▶ **THE TASK**: Give every line of the data again, exactly as it is written.

(Beginning of INFORMATION SHOWN)

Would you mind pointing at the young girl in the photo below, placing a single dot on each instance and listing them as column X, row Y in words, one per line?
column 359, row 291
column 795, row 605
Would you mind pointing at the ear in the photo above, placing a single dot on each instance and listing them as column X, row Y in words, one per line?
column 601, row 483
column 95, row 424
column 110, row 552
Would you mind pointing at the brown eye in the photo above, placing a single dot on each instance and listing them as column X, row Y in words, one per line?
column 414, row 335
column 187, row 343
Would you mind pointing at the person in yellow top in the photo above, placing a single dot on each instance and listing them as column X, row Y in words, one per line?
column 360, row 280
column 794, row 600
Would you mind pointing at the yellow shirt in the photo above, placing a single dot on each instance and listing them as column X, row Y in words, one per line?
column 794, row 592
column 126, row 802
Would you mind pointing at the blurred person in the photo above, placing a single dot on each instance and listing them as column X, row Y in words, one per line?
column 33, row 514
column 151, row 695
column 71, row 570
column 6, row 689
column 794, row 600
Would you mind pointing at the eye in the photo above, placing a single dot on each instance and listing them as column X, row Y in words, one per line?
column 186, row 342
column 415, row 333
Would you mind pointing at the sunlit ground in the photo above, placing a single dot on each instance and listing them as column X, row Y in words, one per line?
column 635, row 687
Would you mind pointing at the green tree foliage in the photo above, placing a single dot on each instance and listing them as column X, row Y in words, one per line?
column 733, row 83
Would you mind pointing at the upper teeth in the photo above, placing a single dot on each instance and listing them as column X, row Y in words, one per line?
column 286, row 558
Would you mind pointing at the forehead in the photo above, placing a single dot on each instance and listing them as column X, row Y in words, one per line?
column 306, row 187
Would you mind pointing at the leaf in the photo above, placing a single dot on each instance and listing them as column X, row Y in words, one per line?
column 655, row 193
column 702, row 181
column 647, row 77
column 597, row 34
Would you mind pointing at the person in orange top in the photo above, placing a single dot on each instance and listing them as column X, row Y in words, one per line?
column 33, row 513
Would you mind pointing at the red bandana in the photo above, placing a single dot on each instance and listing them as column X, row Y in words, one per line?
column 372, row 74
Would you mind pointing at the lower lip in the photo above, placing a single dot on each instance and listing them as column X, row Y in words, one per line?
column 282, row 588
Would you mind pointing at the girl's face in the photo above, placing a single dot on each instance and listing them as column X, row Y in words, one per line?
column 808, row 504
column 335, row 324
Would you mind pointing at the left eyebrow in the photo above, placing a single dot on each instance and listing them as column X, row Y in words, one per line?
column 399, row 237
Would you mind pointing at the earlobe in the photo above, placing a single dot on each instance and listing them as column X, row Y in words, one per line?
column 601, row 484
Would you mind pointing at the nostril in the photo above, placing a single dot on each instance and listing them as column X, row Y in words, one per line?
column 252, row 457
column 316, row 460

(End of INFORMATION SHOWN)

▶ **SOLUTION BELOW**:
Would you mind pointing at the young girl in the photo below, placing a single dot on each instance and listing them as column X, row Y in words, one per line?
column 359, row 291
column 795, row 605
Would you mind pointing at the ear in the photo above, placing a single dot on each instance and listing them as column X, row Y in words, one per line?
column 601, row 483
column 95, row 424
column 110, row 552
Would you mind pointing at the brown eye in the photo above, placing a single dot on each instance and listing them as column X, row Y in words, one per line?
column 414, row 335
column 187, row 343
Would you mind pointing at the person in yellow top in the photo above, placing a single dot on each instance and listing them as column X, row Y in words, one per line?
column 360, row 280
column 794, row 600
Would you mind pointing at the yellow shirt in the photo above, placing a single dot on each instance and listing them as column X, row Y in words, one per line?
column 794, row 592
column 126, row 802
Would you mind pointing at the blurred person in the photo above, placing a single dot on each instance and listing them as column X, row Y in words, one per line?
column 33, row 514
column 151, row 695
column 71, row 570
column 6, row 689
column 794, row 600
Would you mind pointing at the eye in the photo above, placing a single dot on each instance and listing them as column X, row Y in words, one per line?
column 186, row 342
column 415, row 333
Would you mind pointing at the sunlit ground in the photo above, placing a single dot on each instance and listing them as column X, row Y in words, one per line?
column 635, row 687
Would you mind pointing at the green tree foliage in the photo above, placing a single dot on each instance and listing them as column X, row Y in words, one per line?
column 733, row 83
Would you mind pointing at the upper teeth in the photo above, placing a single dot on each instance and listing them as column X, row Y in words, one per line?
column 286, row 558
Would you mind pointing at the forehead in the photo above, placing a single dot on each instance and listing them as column X, row Y in words, one per line?
column 306, row 187
Would you mind pointing at the leaf in the photo above, placing a single dot on each instance and listing them as column X, row Y in words, one per line?
column 655, row 193
column 702, row 181
column 647, row 77
column 597, row 34
Would you mind pointing at the person in orange top in the photo above, placing a single dot on each instance and listing them as column X, row Y in words, one per line?
column 33, row 513
Would you mind pointing at the red bandana in the photo above, placing a single dot on each instance and listing them as column X, row Y in words, one per line?
column 372, row 74
Would you mind pointing at the lower lip in the photo above, placing a single dot on each instance and listing them as column X, row Y in words, one per line?
column 282, row 588
Would you mind pointing at the girl's face in the photo above, placing a single dot on each instance and listing them as column X, row Y in words, one per line?
column 808, row 504
column 335, row 324
Would you mind pointing at the left eyebrow in the photo above, placing a single dot on each instance and listing them as column X, row Y in words, one per line?
column 399, row 237
Would you mind pointing at the earlobe in the photo above, placing a single dot on each instance and listing them as column X, row Y in words, one per line?
column 601, row 484
Would you mind pointing at the nostril in the photo above, placing a single dot on each instance and listing them as column X, row Y in words, one per line?
column 252, row 457
column 316, row 460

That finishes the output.